ACTIVITY: Output the data below in full, byte for byte. Nothing may differ.
Segment Start: EXERCISE MATERIAL
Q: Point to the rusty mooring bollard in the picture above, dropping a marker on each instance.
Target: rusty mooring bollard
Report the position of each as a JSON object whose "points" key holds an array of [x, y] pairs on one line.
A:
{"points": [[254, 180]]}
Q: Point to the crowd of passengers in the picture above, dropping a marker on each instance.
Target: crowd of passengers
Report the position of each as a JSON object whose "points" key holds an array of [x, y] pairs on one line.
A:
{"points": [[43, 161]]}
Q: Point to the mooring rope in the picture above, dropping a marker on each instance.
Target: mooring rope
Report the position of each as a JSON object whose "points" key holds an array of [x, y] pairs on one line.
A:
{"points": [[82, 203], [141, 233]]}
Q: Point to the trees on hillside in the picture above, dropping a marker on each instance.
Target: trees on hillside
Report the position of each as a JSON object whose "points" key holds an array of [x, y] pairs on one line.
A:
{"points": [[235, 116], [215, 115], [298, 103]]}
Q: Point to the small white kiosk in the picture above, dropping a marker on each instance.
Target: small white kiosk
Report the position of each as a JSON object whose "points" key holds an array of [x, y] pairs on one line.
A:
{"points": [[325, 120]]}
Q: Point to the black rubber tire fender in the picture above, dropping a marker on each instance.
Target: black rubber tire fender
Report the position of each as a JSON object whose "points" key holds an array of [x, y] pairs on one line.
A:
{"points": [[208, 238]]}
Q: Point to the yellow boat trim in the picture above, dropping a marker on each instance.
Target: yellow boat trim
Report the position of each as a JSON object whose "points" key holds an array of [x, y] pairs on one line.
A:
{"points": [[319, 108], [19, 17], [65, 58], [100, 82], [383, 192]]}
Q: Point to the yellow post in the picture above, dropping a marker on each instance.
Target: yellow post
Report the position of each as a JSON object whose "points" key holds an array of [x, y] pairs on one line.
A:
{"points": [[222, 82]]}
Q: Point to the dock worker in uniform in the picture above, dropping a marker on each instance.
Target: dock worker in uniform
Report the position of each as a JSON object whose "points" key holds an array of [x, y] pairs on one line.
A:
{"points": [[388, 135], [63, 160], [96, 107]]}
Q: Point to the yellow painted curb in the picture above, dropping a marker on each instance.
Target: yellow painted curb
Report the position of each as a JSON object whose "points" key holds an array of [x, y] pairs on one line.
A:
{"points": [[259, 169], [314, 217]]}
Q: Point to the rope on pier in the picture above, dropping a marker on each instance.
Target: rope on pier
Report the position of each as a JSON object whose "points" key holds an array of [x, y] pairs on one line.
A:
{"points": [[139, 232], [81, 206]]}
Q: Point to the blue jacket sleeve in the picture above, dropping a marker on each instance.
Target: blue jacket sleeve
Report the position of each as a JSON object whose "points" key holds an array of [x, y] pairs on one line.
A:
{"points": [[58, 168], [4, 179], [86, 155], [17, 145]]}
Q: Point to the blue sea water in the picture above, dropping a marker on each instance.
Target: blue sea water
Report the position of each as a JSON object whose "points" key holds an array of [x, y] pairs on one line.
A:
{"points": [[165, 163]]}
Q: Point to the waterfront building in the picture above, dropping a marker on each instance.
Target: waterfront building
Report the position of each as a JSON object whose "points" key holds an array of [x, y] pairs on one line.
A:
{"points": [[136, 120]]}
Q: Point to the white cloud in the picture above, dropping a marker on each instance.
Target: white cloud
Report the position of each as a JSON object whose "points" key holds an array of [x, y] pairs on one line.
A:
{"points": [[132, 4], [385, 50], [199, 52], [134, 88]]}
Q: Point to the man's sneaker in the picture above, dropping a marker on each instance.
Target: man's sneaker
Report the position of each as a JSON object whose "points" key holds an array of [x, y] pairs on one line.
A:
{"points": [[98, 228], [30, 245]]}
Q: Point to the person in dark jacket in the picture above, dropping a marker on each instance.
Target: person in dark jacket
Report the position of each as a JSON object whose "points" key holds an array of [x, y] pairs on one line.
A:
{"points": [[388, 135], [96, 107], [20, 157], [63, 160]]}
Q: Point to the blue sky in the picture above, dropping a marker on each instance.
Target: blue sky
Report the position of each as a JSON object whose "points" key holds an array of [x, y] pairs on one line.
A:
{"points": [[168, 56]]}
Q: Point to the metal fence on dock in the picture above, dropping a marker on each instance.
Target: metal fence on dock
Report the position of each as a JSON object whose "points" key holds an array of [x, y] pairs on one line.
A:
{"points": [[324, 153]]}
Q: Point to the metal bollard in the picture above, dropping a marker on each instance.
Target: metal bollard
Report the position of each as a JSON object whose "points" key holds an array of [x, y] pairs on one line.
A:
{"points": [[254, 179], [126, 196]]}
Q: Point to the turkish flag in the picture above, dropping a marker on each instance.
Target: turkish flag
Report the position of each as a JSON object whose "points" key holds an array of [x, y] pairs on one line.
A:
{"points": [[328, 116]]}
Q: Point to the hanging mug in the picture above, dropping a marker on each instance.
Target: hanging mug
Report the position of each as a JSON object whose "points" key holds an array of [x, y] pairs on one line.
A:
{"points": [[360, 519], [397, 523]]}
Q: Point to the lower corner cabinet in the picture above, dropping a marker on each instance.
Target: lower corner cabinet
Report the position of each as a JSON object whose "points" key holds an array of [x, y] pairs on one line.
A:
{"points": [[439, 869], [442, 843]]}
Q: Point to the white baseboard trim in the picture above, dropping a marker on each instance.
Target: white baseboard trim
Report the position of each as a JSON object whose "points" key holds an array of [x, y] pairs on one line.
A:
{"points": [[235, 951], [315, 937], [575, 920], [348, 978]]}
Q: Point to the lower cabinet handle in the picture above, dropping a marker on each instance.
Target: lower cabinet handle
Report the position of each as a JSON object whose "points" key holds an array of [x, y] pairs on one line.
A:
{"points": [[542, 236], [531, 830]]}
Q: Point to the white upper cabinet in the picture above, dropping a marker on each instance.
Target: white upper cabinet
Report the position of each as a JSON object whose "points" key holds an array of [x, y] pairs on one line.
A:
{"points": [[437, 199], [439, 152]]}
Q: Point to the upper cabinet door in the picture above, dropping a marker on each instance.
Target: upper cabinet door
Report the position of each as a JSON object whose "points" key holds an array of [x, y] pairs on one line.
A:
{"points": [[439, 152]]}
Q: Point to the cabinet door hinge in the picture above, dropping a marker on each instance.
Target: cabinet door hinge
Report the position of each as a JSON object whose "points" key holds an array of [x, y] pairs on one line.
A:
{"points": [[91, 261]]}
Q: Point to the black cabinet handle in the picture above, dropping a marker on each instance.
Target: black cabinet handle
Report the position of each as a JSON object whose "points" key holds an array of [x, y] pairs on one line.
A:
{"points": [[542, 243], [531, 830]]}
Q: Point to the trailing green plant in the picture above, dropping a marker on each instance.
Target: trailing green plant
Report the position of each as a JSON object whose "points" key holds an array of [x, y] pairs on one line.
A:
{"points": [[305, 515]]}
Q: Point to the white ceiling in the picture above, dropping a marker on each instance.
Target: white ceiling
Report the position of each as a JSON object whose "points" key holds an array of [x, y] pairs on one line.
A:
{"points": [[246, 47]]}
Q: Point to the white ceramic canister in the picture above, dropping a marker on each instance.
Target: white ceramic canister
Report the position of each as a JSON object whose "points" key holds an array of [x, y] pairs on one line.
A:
Segment End: EXERCISE MATERIAL
PROBLEM SOLUTION:
Q: Point to the rusty mooring bollard in the picture above, dropping a marker on each instance.
Target: rusty mooring bollard
Report the position of each as a JSON object whose "points" key holds an array of [x, y] pairs on one line.
A:
{"points": [[254, 180]]}
Q: Point to the crowd of passengers in the picture above, dropping a marker on each instance.
Target: crowd of passengers
Report the position of each as a JSON object whose "points" key holds an array of [x, y] pairs on one line.
A:
{"points": [[43, 161]]}
Q: Point to the mooring rope in the picture above, dropping a marker on each instance.
Target: mooring rope
Report the position of each as a JSON object whose "points" key holds an array of [x, y] pairs on one line.
A:
{"points": [[82, 203], [141, 233]]}
Q: Point to the trees on hillside in the picture above, dropping a marker on each instance.
Target: trees on hillside
Report the position of each as a JSON object whose "points" key holds an array of [x, y] pairs on one line.
A:
{"points": [[235, 116], [215, 115], [298, 103]]}
Q: Point to the small white kiosk in the picture above, dropping a marker on each instance.
Target: small white kiosk
Report the position of each as a JSON object whose "points" key holds an array of [x, y] pairs on one line.
A:
{"points": [[325, 120]]}
Q: Point to the black rubber tire fender in the picture above, dropping a marker on each instance.
Target: black rubber tire fender
Report the position of each as a JSON object whose "points" key holds an array of [x, y] pairs on one line.
A:
{"points": [[208, 238]]}
Q: Point to the yellow boat trim in the picture above, dropping a marker on each instance.
Target: yellow boat trim
Report the position of each as a JSON object whose "points" key holds an array of [x, y] pairs on one line.
A:
{"points": [[319, 108], [19, 17], [65, 58], [100, 82], [383, 192]]}
Q: Point to the yellow post in the picture above, dropping a marker on each instance.
Target: yellow post
Report the position of each as a JSON object whose "points" key holds an array of [x, y] pairs on one line.
A:
{"points": [[222, 82]]}
Q: Point to the dock worker in uniform in the picture above, dropping a marker on each instance.
Target: dock worker in uniform
Report the position of each as a JSON object whose "points" key holds an array of [x, y] pairs on one line.
A:
{"points": [[388, 135], [63, 160], [96, 107]]}
Q: Point to the yellow painted curb in the picture above, dropping a marker on each instance.
Target: yellow painted curb
Report the position of each as a JSON object whose "points" key holds an array of [x, y] pairs on one line.
A:
{"points": [[259, 169], [314, 217]]}
Q: Point to the rope on pier in the picture above, dropping a marker on each instance.
Target: rope on pier
Report the position of each as a JSON object whose "points" key holds an array of [x, y] pairs on one line.
A:
{"points": [[139, 232], [81, 206]]}
Q: Point to the blue jacket sleeve in the picture above, dropping a marker on each instance.
Target: blue jacket sleeve
Report the position of each as a JSON object whose "points" key holds an array of [x, y] pairs on one line.
A:
{"points": [[58, 168], [4, 179], [86, 155], [17, 145]]}
Q: Point to the blue sea water in the picture above, dropping a marker on each instance.
Target: blue sea water
Report the position of each as a JSON object whose "points" key holds an array of [x, y] pairs on one line.
A:
{"points": [[165, 163]]}
Q: Point to the waterfront building in the picture above, dropping a marker on each instance.
Target: waterfront building
Report the position of each as a JSON object whose "points" key holds an array of [x, y] pairs on one line.
A:
{"points": [[136, 120]]}
Q: Point to the white cloud in the picture above, dropping a marker on each instance.
Target: white cloud
Report the position of each as a JSON object whose "points" key holds an array of [x, y] pairs on one line.
A:
{"points": [[132, 4], [385, 50], [199, 52], [134, 88]]}
Q: Point to the man's sneaker in the picture above, dropping a marker on each instance.
Target: man's sneaker
Report the position of each as a JSON object whose "points" key holds an array of [x, y] pairs on one line.
A:
{"points": [[98, 228], [30, 245]]}
Q: Point to the person in dark jacket in the picture above, dropping a marker on each instance.
Target: person in dark jacket
Report the position of each as a JSON object whose "points" key holds an array of [x, y] pairs on one line.
A:
{"points": [[388, 135], [96, 107], [20, 157], [63, 160]]}
Q: Point to the blue sky in the picture above, dropping a marker on each instance.
Target: blue sky
Report the position of each as a JSON object whose "points" key holds an array of [x, y] pairs on one line.
A:
{"points": [[168, 56]]}
Q: Point to the metal fence on dock in the picture above, dropping a marker on each instance.
Target: metal fence on dock
Report the position of each as a JSON object whose "points" key holds an array of [x, y] pairs on one line.
A:
{"points": [[324, 153]]}
Q: Point to the metal bollard in the picture above, dropping a marker on each instance.
Target: metal bollard
Report the position of each as a JSON object whose "points" key holds an array of [x, y] pairs on one line.
A:
{"points": [[254, 179], [126, 196]]}
Q: Point to the turkish flag in the picture above, dropping a marker on each instance.
Target: turkish flag
Report the position of each as a JSON object whose "points" key holds an array of [x, y] pairs on one line.
A:
{"points": [[328, 116]]}
Q: Point to the hanging mug in the picture above, dropping a marker on each instance.
Target: hanging mug
Report the position of each as a JSON object whose "points" key holds an array of [x, y] pairs on one line.
A:
{"points": [[360, 519], [397, 523]]}
Q: Point to the lower corner cabinet in the picture above, dropping a marker on each instance.
Target: lower corner cabinet
Report the position of each as a JSON object whose "points" key holds an array of [x, y] pairs on one line.
A:
{"points": [[439, 869], [442, 843]]}
Q: Point to the white baseboard trim in the picture above, dropping a marker on each instance.
Target: white baseboard trim
Report the position of each as a JSON object whose "points" key holds an array of [x, y] pairs on one line.
A:
{"points": [[235, 951], [315, 937], [575, 920], [348, 978]]}
Q: Point to the lower cabinet handle in the picture above, dropping a marker on each instance.
Target: lower cabinet handle
Report the position of each as a JSON object whose "points" key holds an array of [x, y] pairs on one line.
A:
{"points": [[542, 236], [531, 830]]}
Q: Point to the white upper cabinet in the picture above, dropping a marker on each instance.
Target: white upper cabinet
Report the position of each as a JSON object whose "points" key holds an array of [x, y] pairs on one line.
A:
{"points": [[437, 199], [439, 152]]}
Q: Point to the upper cabinet door in the picture above, dropping a marker on each instance.
Target: upper cabinet door
Report the position of each as a JSON object whose "points" key holds an array of [x, y] pairs on one line.
A:
{"points": [[439, 152]]}
Q: Point to the cabinet door hinge in the picture above, dropping a marker on each instance.
Target: cabinet door hinge
Report the position of each as a JSON object whose "points" key holds an array of [x, y] pairs on one line.
A:
{"points": [[91, 261]]}
Q: Point to the black cabinet handle in the picture above, dropping a marker on each instance.
Target: black cabinet handle
Report the position of each as a JSON object whose "points" key holds an array of [x, y] pairs on one line.
A:
{"points": [[542, 243], [531, 830]]}
Q: Point to the trailing green plant in the picture above, dropping a marker on each instance.
Target: trailing green plant
Report the position of each as a JSON object whose "points" key holds an array of [x, y] pairs on one line.
A:
{"points": [[305, 515]]}
Q: Point to the white ceiling in the picture above, dropping a marker on each instance.
Target: white ceiling
Report the position of each as a JSON object whose "points" key holds an array of [x, y] pairs on one line.
A:
{"points": [[246, 47]]}
Q: Point to the white ceramic canister in the picture above, dropping a marker on each instance.
Target: white ceramic canister
Report the position of each as a JSON object whose "points" key holds an array of [x, y] pairs on one line.
A:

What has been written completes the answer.